■ About this exercise ■
Using the Gavin Friday text below, answer each question briefly.
(a) Who wrote the words to "Each Man Kills the Thing he Loves"?
(b) Which company published "Death is not the End"?
(c) On which radio show and date did the interview air?

-------- Exercise text --------

All titles written & arranged by Gavin Friday & Maurice Seezer except ‘Each Man Kills the Thing he Loves’, words by Oscar Wilde and ‘Next’, words and music by Jacques Brel, English lyrics by Shuman/Blau, and ‘Death is not the End’, words and music by Bob Dylan.
All songs published by Blue Mountain Music except for ‘Next’, Carlin Music Corp and ‘Death is not the End’, Warner Chappel Music.

December 1, 1989   Comments Off

Jazz Headfuck, If You Know What I Mean

An interview with Gavin Friday and the Man Seezer
Dave Fanning Rock Show RTE radio, May 2, 1989
What’s an hour and five minutes of music?
[G]The album is.
Really? It goes on for 65 minutes, does it?
[G]Almost, yeah. CD-age… but ultimately, an album. Not a record, an album. Not many people are making albums, Dave, they are making records.
Yeah, that’s quite true, I know. Well, Gavin and er…the man… The Man Seezer, you’re both very welcome to the programme. So tell us, Gavin, what have you been up to… when was the last time you were on the programme? As a Virgin Prune was it, or?
[G]I think it was the Virgin Prunes, I think meself and Dave-id were getting phone calls, because of the f-word and things like that. Are you allowed to say that now?

-------- Dataset excerpt --------

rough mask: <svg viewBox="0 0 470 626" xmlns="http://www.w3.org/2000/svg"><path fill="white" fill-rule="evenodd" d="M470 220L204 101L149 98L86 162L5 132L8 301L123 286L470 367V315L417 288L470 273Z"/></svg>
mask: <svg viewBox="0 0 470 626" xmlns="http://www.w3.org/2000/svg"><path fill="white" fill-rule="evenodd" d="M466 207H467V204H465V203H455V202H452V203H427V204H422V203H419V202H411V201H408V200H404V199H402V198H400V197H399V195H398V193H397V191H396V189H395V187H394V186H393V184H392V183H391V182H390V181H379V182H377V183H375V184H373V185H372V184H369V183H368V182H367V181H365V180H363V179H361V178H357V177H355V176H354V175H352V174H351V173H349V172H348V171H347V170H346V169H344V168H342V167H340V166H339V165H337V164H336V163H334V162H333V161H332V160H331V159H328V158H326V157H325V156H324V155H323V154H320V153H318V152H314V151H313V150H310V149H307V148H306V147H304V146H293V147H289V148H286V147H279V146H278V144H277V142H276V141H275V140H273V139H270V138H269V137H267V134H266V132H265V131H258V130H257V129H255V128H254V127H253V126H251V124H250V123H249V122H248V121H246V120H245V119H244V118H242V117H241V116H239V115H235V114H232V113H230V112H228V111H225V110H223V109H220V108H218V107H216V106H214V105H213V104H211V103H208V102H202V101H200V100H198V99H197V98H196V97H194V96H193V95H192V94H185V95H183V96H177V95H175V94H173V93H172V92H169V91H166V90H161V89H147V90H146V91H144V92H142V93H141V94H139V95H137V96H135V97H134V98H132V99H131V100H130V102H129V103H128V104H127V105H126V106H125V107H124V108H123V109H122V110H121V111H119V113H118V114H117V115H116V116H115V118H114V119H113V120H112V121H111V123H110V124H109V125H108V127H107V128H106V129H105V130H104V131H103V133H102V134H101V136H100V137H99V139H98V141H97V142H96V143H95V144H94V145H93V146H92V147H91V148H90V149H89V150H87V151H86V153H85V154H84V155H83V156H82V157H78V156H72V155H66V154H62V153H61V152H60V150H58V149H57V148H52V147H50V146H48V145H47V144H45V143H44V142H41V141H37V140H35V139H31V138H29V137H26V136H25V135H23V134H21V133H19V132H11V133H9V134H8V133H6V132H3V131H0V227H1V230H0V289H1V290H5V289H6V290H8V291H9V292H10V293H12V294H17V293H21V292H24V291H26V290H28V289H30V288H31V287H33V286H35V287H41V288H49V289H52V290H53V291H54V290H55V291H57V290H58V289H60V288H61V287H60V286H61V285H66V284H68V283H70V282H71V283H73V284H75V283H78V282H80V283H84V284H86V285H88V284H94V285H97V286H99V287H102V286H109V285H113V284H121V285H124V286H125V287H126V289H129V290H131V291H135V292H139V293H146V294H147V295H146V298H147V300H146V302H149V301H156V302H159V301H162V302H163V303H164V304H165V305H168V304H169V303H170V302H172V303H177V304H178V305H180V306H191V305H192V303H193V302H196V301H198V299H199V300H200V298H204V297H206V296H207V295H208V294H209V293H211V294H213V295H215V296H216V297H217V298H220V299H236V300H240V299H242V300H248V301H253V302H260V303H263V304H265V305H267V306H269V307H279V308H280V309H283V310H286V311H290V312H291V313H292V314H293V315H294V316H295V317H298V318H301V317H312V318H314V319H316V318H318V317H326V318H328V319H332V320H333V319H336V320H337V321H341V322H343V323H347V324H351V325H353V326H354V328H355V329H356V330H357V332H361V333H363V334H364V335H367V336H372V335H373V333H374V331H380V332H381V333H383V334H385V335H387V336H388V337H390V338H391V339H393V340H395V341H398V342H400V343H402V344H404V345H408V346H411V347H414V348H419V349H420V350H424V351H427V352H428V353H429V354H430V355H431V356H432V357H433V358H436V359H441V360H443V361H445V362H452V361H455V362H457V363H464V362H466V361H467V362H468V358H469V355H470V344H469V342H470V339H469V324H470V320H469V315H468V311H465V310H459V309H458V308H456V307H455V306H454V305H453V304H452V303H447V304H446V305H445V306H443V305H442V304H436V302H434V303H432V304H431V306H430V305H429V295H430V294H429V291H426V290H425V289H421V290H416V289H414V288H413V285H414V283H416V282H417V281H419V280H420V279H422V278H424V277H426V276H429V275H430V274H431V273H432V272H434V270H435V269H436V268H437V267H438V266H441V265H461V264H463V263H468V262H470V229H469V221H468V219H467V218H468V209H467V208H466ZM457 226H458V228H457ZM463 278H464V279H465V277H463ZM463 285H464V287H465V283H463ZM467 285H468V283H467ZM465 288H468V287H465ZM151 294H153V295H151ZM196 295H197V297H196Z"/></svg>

--------

■ The answer ■
(a) Oscar Wilde
(b) Warner Chappel Music
(c) The Dave Fanning Rock Show on RTE radio, May 2, 1989